Given exercise:
Reproduce the lines below word for word, leaving out the pictures.

* Begin Dataset records *

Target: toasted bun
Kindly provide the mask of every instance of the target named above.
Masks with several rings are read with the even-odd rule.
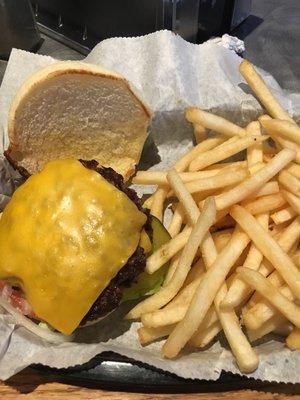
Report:
[[[122,76],[77,61],[28,78],[9,112],[8,158],[29,173],[58,158],[95,159],[127,179],[147,136],[151,113]]]

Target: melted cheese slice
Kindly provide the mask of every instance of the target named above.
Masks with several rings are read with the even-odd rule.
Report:
[[[64,334],[79,325],[140,240],[146,216],[77,160],[48,163],[0,219],[0,278]]]

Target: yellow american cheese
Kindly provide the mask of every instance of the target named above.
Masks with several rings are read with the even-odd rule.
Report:
[[[49,162],[0,219],[0,278],[18,282],[35,313],[70,334],[134,253],[145,221],[97,172]]]

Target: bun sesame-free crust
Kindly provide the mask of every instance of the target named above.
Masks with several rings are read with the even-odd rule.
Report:
[[[151,112],[121,75],[78,61],[29,77],[9,112],[6,155],[30,174],[53,159],[95,159],[128,179],[135,171]]]

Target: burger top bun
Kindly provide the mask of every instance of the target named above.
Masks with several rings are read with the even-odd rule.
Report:
[[[128,179],[151,112],[121,75],[77,61],[28,78],[9,112],[6,156],[30,174],[58,158],[95,159]]]

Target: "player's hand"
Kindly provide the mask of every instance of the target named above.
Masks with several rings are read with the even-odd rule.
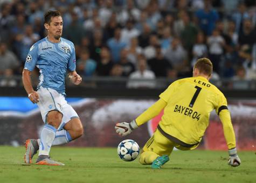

* End Dataset records *

Written reply:
Target: toasted bun
Kindly provide the mask of every instance of the target named above.
Masks with several rings are read with the even-odd rule.
Report:
[[[122,76],[77,61],[28,78],[9,112],[8,158],[29,173],[58,158],[95,159],[127,179],[147,136],[151,113]]]

Target: melted cheese slice
Kindly provide the mask of every instance of the target named above.
Masks with several rings are read with the even-odd rule.
Report:
[[[64,334],[79,325],[140,240],[146,216],[77,160],[48,163],[0,219],[0,278]]]

Target: yellow american cheese
Kindly provide the mask of every instance of the target named above.
Masks with several rings are read with the even-odd rule.
Report:
[[[49,162],[0,219],[0,278],[18,282],[35,313],[70,334],[134,253],[145,221],[97,172]]]

Target: bun sesame-free crust
Kindly provide the mask of every instance of the target named above.
Masks with several rings are read with the even-odd rule.
Report:
[[[151,112],[121,75],[78,61],[29,77],[9,112],[6,155],[30,174],[53,159],[95,159],[128,179],[135,171]]]

Target: burger top bun
Kindly provide the mask of every instance of the target named above.
Masks with several rings are read with the even-odd rule.
Report:
[[[128,179],[151,112],[121,75],[77,61],[28,78],[9,112],[6,156],[30,174],[58,158],[95,159]]]

Target: "player's hand"
Kindly provide the mask of every instance of the target named above.
Masks with several rings are read with the even-odd rule.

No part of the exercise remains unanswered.